[Passage shown]:
-- -- --
Introduction to the Advertising and Branding IndustryThe size of the advertising market is difficult to assess, and estimates by analysts vary to some degree. The final cost of advertising for any company includes creative and agency costs; local branding and marketing efforts; catalogs, brochures and other printed matter; the creation and maintenance of web sites and myriad other components, in addition to expenses for media. Numbers that are available for analysis and comparison are generally limited to actual spending on media, such as radio, TV, billboards and paid search or Internet advertising. Even these numbers are often educated guesses.
Estimates of ad spending may include spending at both local and national media outlets, as well as spending on Internet media via paid search and online ads. By all accounts, the recent global recession took an immense toll on the industry, as revenues declined and layoffs were announced, from agencies to broadcasters to magazine and newspaper publishers. Many well-known magazines closed down, and a handful of respected newspapers went to online only versions. Many advertisers were unable to pay their bills. GM alone owed more than $100 million in advertising bills as it entered bankruptcy.
The advertising industry enjoyed a rebound in 2010, as significant economic growth boosted emerging nations, and the U.S. and other mature nations found themselves on firmer ground. Analysts at GroupM estimated global advertising spending at $474 billion in 2010, up about 5% from 2009.
Analysts at Magna project U.S. advertising revenues at $171 billion for 2011, up a modest 3.1% over 2010. Among the many reasons for little growth in American ad spending is the fact that ad rates have been very soft. Media firms in many cases have been forced to make generous deals in order to attract scarce ad dollars. This situation will eventually improve as the economy recovers and advertisers are more optimistic. On a more positive note, advertising spending is forecast to have outstanding growth in emerging markets such as China, Malaysia, Argentina and Brazil.
Among the best growth areas in advertising in recent years have been advertising on mobile devices, which is still in its infancy, advertising on movie screens and advertising online. Analysts at Gartner expect mobile advertising to reach $13 billion worldwide by 2013. Magna forecasts that global online advertising, including search, will grow to $71 billion in 2011.
Advertising is irrevocably linked to media, whether traditional media like the 14,741 broadcast radio stations in America (about $17.3 billion in annual revenues), commercial and educational broadcast TV stations plus myriad cable and satellite TV outlets (totaling about $50 billion in advertising revenues), the 2,298 daily and Sunday newspapers (about $22.8 billion in annual print advertising revenues) or new media like the tens of thousands of Internet sites that now accept advertising. The advertising sector also includes direct mail, at about $19 billion yearly in the U.S.; magazines, at about $15 billion in revenues; and outdoor advertising, at about $6 billion. In addition, there is significant activity in specialty and alternative advertising, everything from ballpoint pens printed with a message to t-shirts to small airplanes towing advertising banners. Branding, marketing and public relations activities and services generate billions more in revenues.
-- -- --
[Extracted data]:
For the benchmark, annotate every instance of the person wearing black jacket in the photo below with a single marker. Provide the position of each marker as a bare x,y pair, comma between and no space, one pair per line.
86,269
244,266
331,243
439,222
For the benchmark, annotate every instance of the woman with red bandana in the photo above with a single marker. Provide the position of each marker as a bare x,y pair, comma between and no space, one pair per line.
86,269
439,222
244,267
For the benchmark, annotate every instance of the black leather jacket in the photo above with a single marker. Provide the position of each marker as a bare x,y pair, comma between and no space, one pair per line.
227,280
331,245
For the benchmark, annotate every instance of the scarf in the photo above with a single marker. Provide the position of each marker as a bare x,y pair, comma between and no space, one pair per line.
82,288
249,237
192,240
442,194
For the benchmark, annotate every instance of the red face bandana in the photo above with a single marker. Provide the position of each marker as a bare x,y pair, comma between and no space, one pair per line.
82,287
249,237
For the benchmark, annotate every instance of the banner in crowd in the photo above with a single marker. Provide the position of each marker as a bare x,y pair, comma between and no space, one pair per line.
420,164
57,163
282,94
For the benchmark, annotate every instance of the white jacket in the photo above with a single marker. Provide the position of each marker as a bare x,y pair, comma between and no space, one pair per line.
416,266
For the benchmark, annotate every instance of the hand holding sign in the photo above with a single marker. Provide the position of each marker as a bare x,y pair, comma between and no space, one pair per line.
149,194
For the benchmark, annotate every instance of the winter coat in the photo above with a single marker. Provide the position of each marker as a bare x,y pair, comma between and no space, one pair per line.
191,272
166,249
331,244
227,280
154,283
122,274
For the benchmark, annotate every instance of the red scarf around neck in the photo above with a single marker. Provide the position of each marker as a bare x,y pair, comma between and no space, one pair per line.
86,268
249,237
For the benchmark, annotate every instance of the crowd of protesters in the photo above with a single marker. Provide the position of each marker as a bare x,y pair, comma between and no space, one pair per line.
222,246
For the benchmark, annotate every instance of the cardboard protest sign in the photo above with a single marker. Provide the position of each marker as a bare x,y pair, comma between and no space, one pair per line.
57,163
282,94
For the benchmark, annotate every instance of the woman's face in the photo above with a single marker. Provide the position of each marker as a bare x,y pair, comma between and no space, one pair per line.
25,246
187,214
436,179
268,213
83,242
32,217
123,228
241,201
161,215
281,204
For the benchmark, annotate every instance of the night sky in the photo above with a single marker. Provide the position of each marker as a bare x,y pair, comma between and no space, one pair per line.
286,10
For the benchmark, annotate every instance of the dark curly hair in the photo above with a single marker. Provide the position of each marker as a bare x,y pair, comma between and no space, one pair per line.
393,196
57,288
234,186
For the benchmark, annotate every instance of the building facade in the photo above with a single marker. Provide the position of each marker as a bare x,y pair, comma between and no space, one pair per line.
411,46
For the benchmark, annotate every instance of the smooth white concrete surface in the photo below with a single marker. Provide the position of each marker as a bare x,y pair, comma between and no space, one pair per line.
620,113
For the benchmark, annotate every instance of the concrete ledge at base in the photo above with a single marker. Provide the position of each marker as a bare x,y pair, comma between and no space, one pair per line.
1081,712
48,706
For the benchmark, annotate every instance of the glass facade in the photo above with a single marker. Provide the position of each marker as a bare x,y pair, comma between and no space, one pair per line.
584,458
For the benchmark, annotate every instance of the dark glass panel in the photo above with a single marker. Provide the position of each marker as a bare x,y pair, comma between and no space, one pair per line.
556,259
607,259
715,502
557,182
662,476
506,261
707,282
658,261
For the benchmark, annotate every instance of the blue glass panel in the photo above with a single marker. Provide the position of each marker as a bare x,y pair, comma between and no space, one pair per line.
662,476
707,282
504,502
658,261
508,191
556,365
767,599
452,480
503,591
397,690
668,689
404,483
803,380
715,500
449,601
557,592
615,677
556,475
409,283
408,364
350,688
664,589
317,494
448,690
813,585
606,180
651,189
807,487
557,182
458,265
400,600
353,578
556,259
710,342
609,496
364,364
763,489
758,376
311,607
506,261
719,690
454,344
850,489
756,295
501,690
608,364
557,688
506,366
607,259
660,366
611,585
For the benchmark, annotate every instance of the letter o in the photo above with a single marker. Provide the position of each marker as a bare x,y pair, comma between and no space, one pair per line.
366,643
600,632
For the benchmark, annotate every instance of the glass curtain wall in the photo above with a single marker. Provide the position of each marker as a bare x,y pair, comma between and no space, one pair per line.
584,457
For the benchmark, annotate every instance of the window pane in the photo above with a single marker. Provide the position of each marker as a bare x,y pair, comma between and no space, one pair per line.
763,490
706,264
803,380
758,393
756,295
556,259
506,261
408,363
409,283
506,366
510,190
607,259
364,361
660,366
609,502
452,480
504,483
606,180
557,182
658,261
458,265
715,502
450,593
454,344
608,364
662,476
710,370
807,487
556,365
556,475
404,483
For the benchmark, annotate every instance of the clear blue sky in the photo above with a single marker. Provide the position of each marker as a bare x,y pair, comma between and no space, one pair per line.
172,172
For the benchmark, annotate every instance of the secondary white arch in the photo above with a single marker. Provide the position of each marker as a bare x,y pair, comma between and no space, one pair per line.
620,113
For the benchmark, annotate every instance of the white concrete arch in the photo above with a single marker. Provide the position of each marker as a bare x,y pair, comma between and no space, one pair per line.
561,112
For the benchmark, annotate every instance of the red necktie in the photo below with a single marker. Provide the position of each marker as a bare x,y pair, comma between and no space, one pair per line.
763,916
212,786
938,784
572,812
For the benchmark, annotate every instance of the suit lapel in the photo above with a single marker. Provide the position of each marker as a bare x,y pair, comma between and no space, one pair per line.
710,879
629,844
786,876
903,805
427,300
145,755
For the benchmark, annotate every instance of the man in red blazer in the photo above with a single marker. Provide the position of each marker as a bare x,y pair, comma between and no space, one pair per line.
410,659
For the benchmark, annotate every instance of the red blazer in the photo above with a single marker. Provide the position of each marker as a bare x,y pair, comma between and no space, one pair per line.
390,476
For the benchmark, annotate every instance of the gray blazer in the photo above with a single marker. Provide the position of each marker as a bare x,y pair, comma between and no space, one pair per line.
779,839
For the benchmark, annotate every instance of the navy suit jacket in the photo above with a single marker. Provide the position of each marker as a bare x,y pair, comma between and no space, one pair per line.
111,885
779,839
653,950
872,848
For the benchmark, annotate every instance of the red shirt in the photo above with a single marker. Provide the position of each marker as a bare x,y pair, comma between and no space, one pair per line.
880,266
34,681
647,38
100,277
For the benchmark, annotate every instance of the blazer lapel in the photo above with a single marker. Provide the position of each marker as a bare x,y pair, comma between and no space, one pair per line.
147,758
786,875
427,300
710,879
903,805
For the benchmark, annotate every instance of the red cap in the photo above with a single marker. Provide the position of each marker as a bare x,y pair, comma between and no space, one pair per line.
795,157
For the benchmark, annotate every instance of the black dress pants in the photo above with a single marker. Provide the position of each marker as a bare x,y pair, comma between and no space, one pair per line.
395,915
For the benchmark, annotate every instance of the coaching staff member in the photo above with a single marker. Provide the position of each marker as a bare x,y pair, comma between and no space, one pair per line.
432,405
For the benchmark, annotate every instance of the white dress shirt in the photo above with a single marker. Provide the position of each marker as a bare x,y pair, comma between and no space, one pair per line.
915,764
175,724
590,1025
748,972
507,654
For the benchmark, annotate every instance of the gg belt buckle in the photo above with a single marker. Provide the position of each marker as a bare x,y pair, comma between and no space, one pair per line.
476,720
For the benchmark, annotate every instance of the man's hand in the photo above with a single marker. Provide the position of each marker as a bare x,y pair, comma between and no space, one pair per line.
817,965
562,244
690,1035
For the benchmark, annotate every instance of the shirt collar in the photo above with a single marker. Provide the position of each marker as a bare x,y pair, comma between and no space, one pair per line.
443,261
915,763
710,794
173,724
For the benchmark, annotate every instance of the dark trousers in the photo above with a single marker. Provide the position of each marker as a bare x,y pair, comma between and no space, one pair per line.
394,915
-- -- --
[Requests]:
[A] Using the advertising industry overview, explain why American ad spending was expected to grow so little in 2011.
[B] According to the advertising industry overview, how much did GM owe in advertising bills when it entered bankruptcy?
[C] List every emerging market that the advertising industry overview names as forecast to have outstanding growth in advertising spending.
The rows that come after the advertising industry overview are separate material.

[Task-by-task solutions]:
[A] Ad rates had been very soft, so media firms were often forced to make generous deals to attract scarce ad dollars.

[B] More than $100 million.

[C] China, Malaysia, Argentina, Brazil